BEGIN Dataset extract

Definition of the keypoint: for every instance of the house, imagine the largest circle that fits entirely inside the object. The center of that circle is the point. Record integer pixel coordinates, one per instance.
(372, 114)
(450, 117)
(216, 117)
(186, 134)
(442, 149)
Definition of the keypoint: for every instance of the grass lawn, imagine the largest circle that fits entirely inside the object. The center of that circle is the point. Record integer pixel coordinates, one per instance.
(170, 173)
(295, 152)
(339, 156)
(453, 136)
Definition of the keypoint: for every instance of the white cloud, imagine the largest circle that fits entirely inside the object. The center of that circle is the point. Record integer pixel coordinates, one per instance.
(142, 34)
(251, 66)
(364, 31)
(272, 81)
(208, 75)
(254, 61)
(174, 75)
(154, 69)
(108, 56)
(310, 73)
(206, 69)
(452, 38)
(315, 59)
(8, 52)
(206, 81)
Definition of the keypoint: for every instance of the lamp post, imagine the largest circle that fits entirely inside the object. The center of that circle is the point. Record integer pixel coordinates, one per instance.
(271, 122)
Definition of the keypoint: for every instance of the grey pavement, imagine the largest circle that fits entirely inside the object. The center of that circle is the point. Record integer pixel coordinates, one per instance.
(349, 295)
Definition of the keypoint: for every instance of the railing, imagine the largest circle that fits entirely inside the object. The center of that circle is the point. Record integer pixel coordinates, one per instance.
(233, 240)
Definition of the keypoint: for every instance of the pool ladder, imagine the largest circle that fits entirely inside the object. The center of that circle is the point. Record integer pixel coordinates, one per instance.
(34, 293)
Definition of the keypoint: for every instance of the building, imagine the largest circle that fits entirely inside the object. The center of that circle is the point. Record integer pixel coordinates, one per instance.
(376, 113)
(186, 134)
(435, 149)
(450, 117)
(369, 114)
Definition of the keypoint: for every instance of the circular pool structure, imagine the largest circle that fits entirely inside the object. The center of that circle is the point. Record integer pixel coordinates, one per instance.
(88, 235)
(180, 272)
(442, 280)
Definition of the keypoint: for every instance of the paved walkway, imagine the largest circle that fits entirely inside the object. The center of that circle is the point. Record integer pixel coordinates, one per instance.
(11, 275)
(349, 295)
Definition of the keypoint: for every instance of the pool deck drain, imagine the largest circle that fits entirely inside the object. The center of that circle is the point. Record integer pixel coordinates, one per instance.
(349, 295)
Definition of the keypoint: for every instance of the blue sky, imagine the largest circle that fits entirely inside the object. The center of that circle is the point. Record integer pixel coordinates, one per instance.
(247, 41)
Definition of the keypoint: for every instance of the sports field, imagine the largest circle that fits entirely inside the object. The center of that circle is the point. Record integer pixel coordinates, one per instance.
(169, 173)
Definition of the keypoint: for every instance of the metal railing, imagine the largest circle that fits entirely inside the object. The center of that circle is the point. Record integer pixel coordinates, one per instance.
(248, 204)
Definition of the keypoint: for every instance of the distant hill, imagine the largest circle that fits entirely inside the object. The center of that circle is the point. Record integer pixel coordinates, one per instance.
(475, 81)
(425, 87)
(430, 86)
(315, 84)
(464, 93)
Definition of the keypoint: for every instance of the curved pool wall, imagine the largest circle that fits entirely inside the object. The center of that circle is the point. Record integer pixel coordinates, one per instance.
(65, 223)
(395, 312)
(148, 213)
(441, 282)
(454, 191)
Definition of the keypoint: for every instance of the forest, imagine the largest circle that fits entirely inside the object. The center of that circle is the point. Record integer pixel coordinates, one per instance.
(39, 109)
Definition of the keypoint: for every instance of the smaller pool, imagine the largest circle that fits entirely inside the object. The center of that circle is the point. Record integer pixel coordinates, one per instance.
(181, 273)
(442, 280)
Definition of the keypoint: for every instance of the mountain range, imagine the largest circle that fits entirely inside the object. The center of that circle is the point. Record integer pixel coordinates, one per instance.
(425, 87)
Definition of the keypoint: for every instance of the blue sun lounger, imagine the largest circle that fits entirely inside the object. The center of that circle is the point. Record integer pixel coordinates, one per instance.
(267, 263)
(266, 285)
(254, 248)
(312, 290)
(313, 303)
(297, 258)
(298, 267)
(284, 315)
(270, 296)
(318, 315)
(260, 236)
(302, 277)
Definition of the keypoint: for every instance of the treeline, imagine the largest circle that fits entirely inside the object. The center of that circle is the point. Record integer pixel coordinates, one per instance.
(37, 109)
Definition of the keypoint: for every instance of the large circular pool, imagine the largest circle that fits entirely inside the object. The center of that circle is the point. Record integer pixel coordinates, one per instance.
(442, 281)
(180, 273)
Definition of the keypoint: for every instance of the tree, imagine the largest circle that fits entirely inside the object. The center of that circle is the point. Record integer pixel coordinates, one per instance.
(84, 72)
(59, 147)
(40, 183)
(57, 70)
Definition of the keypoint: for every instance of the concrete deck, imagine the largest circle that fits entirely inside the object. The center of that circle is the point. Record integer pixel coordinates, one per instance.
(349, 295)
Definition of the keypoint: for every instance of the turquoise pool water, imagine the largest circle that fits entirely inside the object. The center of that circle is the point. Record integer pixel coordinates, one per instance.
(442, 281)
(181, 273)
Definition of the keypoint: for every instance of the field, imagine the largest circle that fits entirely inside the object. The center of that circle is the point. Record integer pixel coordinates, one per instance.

END Dataset extract

Reproduce all of the records above word for word, keeping each line in its original order and form.

Definition of the keypoint: for every instance of the house, imagine the largest circle that fits entirely inside the object. The center of that circle is the point. Record integer pixel coordinates, one per instance.
(372, 114)
(450, 117)
(216, 117)
(186, 134)
(442, 149)
Definition of the keypoint: for every instance of the grass lawn, imagine the largest circle that fits entirely inside the object. The center of that circle is the point. Record integer pixel coordinates, one per instance.
(170, 173)
(295, 152)
(339, 156)
(453, 136)
Definition of the keypoint: for every instance of the white cloud, imagine the largest circle that fits entirely inside the object. The center of that circle is the point. Record integer pixel coordinates, one per instance.
(142, 34)
(251, 66)
(364, 31)
(272, 81)
(208, 75)
(254, 61)
(174, 75)
(154, 69)
(108, 56)
(310, 73)
(206, 69)
(452, 38)
(315, 59)
(8, 52)
(206, 81)
Definition of the keypoint: for every instance of the lamp post, imagine the largest circle that fits entirely inside the object. The center of that circle is the point. Record integer pixel coordinates, one per instance.
(271, 122)
Definition of the keypoint: for every instance of the grey pavement, imagine the largest circle that fits entirely inside the object. The center of that circle is the point. Record integer pixel coordinates, one per instance.
(349, 295)
Definition of the keypoint: for every instance of the railing, imagine the largest circle that fits entirely inside the object. The center of that circle is the point. Record integer pixel coordinates, one per instance.
(233, 240)
Definition of the keypoint: for every instance of the pool ladder, imagine the largest circle that fits entirely inside the object. The center of that circle is the point. Record integer pixel coordinates, one per instance.
(34, 293)
Definition of the keypoint: for every instance of the building, imagine the largest circle that fits entirely inside the object. The center of that circle is the point. Record integer pixel coordinates, one per instance.
(376, 113)
(186, 134)
(435, 149)
(450, 117)
(369, 114)
Definition of the keypoint: for every instance of the circular pool structure, imagine the largest circle that fits entirely inside the object. The center of that circle is the point. Record integer pixel coordinates, one per instance.
(88, 235)
(180, 272)
(442, 280)
Definition of the keypoint: for every instance of the paved walkway, imagine the largest circle that fits entirely inside the object. The center of that circle is the point. Record integer pixel coordinates, one per instance.
(11, 275)
(349, 295)
Definition of the keypoint: for every instance of the pool deck drain, imagine the largest circle that fits entirely inside the object. The center of that circle is the point. Record integer pixel coordinates, one per instance.
(349, 295)
Definition of the keypoint: for every instance of the blue sky, imagine the largest circle that fits entirely inside the object. The center of that circle is the point. Record integer pixel coordinates, one per instance.
(247, 41)
Definition of the keypoint: for every instance of the sports field, imagine the largest circle that fits entirely inside the object. The center of that circle is the point. Record integer pixel coordinates, one per instance.
(169, 173)
Definition of the keypoint: for every instance of the metal railing, imagine the largest circle that fits entirely inside the object. The center of that circle is the point. Record integer pixel coordinates, one per instance.
(248, 204)
Definition of the keypoint: for every instance of the distant hill, imagine the largest circle that fits entirely inside the object. The center of that circle is the point. Record integer pixel coordinates, one per instance.
(475, 81)
(425, 87)
(430, 86)
(315, 84)
(464, 93)
Definition of the keypoint: for every instance of the curved pool wall, imagine the largest circle that fits entirely inside the object. The center of that circle is the point. Record integer pixel coordinates, one per instance.
(65, 223)
(395, 312)
(148, 213)
(441, 282)
(454, 191)
Definition of the keypoint: for every instance of the forest, imagine the largest circle that fits entirely inside the object. The center of that circle is the point. Record integer pixel coordinates, one per instance.
(39, 109)
Definition of the keypoint: for every instance of the smaller pool, imagine the largest circle that fits entirely inside the object. The center of that circle is the point. Record integer pixel coordinates, one per instance.
(181, 273)
(442, 280)
Definition of the keypoint: for every instance of the mountain range, imagine the largest circle that fits entirely inside the object. The center of that circle is the point. Record integer pixel coordinates, one per instance.
(425, 87)
Definition of the keypoint: for every instance of the blue sun lounger, imagine the largest circle that fits entirely inside the object. The center of that circle is the point. Record integer pixel coordinates, one per instance.
(267, 263)
(266, 285)
(254, 248)
(312, 290)
(313, 303)
(297, 258)
(298, 267)
(284, 315)
(270, 296)
(318, 315)
(260, 236)
(302, 277)
Definition of the keypoint: for every instance of the treeline, imagine the largest circle that fits entirely inside the object. The center of that circle is the point. Record integer pixel coordinates, one per instance.
(37, 109)
Definition of the keypoint: for every instance of the large circular pool, imagine the largest circle that fits entirely inside the object. The center of that circle is the point. Record integer pixel coordinates, one per instance.
(442, 281)
(180, 273)
Definition of the keypoint: for every instance of the tree, imagine the largest circle that fits entirely inside the object. The center of that circle is the point. Record integer pixel coordinates, one per instance.
(84, 72)
(59, 147)
(40, 183)
(57, 70)
Definition of the keypoint: for every instance of the concrete deck, imagine the largest circle that fits entirely inside the object. The center of that circle is the point. Record integer pixel coordinates, one per instance.
(349, 295)
Definition of the keypoint: for every instance of the turquoise pool water, imagine the largest circle that fits entirely inside the object. The center of that circle is the point. Record integer pixel coordinates, one per instance.
(442, 281)
(181, 273)
Definition of the keypoint: for every instance of the field, imagine the largest circle that fits entirely inside the object. The center of that circle is the point. Record integer pixel coordinates, one per instance.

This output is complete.